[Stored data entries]
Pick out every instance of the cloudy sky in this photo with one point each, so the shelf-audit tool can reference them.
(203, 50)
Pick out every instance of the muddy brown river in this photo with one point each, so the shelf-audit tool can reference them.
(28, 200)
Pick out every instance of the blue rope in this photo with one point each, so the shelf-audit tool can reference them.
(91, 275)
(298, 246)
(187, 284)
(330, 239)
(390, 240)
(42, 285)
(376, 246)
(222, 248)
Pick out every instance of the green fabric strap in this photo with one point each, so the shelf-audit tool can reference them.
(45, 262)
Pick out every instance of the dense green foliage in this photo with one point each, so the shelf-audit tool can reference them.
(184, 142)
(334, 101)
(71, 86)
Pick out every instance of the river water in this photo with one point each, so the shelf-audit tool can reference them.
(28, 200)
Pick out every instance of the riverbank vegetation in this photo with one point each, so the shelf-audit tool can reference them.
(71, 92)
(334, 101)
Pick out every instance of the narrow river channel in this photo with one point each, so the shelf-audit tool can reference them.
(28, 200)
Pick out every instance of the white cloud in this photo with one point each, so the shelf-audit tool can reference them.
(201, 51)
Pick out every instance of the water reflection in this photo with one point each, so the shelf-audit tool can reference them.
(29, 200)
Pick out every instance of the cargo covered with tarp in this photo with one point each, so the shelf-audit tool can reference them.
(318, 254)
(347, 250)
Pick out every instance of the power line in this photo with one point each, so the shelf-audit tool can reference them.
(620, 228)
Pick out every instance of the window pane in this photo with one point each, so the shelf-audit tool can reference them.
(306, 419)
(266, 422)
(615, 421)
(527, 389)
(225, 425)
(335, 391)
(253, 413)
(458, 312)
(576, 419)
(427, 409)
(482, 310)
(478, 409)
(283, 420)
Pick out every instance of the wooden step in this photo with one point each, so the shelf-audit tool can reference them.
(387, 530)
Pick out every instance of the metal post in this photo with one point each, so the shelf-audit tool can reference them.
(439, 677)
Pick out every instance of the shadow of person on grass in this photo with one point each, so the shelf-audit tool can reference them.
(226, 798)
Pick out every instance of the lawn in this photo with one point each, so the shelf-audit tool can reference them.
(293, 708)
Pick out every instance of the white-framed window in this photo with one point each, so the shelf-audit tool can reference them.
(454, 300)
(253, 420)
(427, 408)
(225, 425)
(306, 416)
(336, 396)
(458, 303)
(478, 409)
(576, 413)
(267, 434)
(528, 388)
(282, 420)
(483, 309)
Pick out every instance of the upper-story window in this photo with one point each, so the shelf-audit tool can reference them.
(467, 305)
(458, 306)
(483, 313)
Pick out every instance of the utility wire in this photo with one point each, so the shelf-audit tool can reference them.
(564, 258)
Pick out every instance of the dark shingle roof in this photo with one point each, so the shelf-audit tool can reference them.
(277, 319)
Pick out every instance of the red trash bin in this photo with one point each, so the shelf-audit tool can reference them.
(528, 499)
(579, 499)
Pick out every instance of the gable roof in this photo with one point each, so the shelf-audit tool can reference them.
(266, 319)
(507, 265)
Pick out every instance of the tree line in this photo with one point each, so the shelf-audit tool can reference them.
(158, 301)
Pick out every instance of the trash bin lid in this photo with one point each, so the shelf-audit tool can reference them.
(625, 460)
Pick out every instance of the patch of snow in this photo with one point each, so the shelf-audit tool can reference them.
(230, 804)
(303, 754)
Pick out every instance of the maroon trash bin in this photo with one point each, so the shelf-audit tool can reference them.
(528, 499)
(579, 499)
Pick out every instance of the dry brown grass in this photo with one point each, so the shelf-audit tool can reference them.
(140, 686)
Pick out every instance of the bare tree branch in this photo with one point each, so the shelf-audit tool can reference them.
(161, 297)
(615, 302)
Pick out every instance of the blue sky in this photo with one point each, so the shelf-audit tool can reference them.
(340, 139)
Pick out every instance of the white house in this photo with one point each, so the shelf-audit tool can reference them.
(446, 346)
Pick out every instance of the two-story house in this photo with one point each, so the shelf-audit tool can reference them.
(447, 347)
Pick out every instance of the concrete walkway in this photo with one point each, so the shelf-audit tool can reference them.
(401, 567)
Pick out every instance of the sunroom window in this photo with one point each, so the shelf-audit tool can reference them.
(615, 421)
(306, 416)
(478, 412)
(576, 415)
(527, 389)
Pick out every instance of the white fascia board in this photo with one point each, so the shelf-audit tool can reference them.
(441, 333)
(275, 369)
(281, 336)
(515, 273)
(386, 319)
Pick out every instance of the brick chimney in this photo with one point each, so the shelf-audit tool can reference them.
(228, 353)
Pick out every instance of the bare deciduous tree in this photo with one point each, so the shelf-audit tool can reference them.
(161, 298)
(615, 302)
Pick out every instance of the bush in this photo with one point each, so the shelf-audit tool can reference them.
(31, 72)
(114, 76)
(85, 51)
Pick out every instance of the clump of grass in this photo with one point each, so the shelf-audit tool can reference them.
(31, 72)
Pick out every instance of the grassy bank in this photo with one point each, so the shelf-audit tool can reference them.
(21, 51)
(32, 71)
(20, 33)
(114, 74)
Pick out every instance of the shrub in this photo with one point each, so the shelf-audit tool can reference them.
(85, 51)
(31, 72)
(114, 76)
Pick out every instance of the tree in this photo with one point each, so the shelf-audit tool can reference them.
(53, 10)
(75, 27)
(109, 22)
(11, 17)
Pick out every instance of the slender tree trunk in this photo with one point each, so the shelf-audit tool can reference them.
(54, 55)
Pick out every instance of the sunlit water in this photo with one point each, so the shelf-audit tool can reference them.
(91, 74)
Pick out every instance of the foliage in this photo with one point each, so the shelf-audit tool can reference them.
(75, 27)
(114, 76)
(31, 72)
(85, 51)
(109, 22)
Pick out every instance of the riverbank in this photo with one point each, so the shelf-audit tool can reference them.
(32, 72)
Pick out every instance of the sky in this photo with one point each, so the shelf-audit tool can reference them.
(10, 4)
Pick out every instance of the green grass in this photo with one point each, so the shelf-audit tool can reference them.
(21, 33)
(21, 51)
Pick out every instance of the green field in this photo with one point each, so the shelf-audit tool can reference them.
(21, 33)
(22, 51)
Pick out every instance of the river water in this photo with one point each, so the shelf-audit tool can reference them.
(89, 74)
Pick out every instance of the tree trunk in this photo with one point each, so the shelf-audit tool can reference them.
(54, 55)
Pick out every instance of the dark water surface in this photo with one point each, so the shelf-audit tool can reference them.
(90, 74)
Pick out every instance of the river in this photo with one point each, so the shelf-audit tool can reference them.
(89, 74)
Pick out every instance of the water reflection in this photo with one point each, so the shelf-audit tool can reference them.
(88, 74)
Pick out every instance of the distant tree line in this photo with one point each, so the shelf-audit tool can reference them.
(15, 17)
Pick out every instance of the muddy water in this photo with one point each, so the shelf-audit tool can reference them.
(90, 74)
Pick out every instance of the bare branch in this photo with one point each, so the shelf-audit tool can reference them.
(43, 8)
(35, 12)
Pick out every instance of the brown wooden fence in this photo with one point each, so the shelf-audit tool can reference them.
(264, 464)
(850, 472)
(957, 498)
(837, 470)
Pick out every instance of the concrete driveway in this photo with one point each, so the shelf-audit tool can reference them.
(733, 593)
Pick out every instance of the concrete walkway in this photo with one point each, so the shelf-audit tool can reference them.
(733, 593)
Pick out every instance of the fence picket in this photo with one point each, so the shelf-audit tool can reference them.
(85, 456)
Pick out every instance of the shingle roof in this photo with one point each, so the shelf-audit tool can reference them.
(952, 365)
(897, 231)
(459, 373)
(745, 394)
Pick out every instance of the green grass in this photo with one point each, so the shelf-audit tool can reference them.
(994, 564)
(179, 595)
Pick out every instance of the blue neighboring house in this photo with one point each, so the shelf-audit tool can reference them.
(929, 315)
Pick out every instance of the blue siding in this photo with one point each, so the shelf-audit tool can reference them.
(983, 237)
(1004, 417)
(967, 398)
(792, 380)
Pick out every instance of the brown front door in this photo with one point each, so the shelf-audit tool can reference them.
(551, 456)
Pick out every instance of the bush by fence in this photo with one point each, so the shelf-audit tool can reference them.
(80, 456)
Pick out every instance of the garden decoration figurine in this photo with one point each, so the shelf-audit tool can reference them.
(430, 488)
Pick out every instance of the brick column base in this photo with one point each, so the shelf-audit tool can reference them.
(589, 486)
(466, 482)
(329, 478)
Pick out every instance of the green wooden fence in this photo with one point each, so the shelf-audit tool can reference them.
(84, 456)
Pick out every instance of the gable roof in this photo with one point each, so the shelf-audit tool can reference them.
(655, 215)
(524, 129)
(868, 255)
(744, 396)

TASK STATEMENT:
All lines from the line containing "Pick out every instance of the garden" through the last line of the data are to be repeated exactly; no other line belongs in the answer.

RESPONSE BELOW:
Pick out every instance of the garden decoration figurine in this photo with one point each, so the shelf-audit tool can reference them.
(430, 488)
Pick out every instance of the brick column base in this photo with one point each, so the shelf-audit tool can reference them.
(589, 486)
(466, 482)
(329, 478)
Pick out every instance of the green wooden fence in this photo with one point each, so the shelf-audit tool can reference them.
(84, 456)
Pick out every instance of the gable roof in this photo with one point each, so the shelf-audit tool can reference them.
(655, 215)
(524, 129)
(868, 255)
(744, 396)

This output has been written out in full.